PROVIDED RECORDS:
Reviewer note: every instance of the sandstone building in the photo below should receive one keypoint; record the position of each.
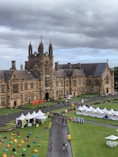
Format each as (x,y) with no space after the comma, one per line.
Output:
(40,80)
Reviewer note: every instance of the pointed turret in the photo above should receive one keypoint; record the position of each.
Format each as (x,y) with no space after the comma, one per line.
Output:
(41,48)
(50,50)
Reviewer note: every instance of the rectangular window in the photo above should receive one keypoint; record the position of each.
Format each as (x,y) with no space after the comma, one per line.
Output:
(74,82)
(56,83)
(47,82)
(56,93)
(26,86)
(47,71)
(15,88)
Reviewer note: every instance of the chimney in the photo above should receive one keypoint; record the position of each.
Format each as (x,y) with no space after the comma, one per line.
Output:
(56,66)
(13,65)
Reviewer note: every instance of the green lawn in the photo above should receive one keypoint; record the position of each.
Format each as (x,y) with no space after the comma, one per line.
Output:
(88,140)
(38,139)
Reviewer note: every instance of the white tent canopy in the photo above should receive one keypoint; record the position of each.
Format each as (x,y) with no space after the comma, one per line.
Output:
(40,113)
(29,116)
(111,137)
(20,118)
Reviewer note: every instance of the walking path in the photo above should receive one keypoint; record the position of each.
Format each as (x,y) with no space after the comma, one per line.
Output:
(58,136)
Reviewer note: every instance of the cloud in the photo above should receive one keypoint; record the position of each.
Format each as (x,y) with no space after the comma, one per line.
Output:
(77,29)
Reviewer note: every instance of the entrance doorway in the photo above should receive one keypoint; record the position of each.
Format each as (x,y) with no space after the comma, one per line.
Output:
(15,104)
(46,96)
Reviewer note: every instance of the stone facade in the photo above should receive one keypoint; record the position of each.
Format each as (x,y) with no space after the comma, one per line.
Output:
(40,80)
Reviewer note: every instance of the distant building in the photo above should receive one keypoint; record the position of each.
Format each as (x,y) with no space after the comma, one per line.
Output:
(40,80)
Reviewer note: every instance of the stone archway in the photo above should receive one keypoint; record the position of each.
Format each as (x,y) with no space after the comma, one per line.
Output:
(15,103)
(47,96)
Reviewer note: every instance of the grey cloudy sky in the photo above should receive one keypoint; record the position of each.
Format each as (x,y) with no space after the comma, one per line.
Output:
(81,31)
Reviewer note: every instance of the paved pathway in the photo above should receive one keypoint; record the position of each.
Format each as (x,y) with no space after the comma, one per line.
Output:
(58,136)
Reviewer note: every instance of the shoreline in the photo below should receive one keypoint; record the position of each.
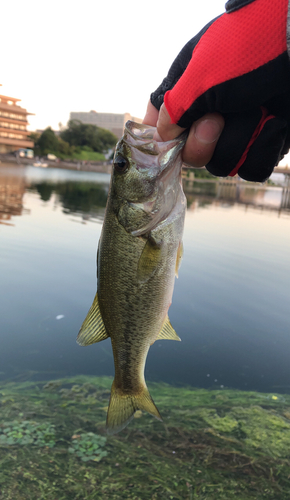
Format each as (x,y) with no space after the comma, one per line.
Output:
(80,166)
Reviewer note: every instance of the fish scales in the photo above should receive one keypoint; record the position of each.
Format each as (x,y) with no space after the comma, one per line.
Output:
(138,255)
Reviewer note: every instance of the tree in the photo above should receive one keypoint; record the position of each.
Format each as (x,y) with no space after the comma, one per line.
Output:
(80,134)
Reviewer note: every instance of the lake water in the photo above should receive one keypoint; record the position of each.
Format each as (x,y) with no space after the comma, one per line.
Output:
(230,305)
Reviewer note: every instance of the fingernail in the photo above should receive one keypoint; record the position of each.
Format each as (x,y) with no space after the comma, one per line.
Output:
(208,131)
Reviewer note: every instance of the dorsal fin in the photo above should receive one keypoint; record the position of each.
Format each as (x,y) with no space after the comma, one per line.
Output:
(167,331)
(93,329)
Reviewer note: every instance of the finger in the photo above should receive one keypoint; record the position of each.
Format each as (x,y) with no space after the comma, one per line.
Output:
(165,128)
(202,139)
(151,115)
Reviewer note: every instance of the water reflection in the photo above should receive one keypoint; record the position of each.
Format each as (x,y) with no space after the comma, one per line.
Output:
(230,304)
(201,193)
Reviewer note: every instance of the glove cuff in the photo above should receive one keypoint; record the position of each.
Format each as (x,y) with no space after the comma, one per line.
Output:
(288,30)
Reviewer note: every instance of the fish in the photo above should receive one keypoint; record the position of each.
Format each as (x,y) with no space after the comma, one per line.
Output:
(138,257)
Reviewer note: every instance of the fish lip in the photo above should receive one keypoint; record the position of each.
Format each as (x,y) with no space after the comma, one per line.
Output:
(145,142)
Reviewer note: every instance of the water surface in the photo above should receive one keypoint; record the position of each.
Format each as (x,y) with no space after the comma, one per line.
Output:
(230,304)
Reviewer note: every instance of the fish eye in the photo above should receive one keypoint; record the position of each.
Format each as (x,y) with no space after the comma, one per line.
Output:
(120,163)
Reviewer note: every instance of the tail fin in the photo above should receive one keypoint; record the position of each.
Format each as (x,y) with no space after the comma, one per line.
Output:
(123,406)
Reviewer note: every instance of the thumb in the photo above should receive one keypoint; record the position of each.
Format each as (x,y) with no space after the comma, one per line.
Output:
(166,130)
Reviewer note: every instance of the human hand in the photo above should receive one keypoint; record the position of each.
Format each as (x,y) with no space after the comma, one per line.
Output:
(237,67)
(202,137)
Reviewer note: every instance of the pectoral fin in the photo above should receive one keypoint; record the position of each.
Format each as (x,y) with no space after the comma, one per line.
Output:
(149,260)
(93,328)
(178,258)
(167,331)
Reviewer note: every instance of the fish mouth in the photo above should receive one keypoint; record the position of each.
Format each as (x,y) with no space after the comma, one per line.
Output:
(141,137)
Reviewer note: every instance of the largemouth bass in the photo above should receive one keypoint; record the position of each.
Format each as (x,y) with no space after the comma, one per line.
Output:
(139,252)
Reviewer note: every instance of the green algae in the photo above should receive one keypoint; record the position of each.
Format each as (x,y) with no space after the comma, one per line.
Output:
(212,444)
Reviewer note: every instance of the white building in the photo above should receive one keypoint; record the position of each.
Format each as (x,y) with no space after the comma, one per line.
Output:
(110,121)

---

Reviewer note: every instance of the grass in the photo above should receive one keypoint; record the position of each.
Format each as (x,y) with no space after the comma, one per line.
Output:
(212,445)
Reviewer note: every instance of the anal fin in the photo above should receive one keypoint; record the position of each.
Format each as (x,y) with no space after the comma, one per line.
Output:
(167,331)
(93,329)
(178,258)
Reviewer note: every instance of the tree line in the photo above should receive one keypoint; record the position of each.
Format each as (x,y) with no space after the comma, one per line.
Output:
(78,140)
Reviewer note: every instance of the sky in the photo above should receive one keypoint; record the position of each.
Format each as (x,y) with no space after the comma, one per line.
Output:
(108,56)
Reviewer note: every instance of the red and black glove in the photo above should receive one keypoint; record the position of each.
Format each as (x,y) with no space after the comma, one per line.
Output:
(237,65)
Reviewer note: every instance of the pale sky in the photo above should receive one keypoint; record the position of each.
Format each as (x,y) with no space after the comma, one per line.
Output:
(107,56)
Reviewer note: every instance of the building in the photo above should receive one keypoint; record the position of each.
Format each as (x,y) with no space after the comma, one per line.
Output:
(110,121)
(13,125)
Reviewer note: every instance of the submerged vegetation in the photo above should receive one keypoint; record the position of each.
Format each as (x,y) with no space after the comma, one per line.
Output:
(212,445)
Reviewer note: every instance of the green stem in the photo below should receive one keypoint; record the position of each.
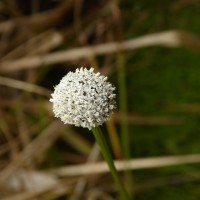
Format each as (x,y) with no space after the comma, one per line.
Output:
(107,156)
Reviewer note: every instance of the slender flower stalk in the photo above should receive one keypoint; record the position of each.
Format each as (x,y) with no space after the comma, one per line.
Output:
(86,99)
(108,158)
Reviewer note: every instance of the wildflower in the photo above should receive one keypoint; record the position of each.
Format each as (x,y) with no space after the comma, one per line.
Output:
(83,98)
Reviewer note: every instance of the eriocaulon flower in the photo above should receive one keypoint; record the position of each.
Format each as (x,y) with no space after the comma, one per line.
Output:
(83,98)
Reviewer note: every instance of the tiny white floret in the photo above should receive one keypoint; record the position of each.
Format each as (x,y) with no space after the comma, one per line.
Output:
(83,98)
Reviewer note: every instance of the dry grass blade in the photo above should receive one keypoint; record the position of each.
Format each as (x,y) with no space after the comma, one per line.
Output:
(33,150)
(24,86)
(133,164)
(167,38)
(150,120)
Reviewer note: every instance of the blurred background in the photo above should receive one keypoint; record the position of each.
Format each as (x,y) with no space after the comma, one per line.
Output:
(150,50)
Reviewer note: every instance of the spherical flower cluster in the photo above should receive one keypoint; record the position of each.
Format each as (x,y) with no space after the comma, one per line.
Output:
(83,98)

WHAT THE EXERCISE ASKS: Using the entries above, return each line that includes the word "glove".

FINISHED TASK:
Reviewer note: every instance of the glove cuff in the photo above should receive one keypoint; record the position of each.
Reviewer note: every instance of the red and black glove in the photo above should receive one keypoint; record the position of each.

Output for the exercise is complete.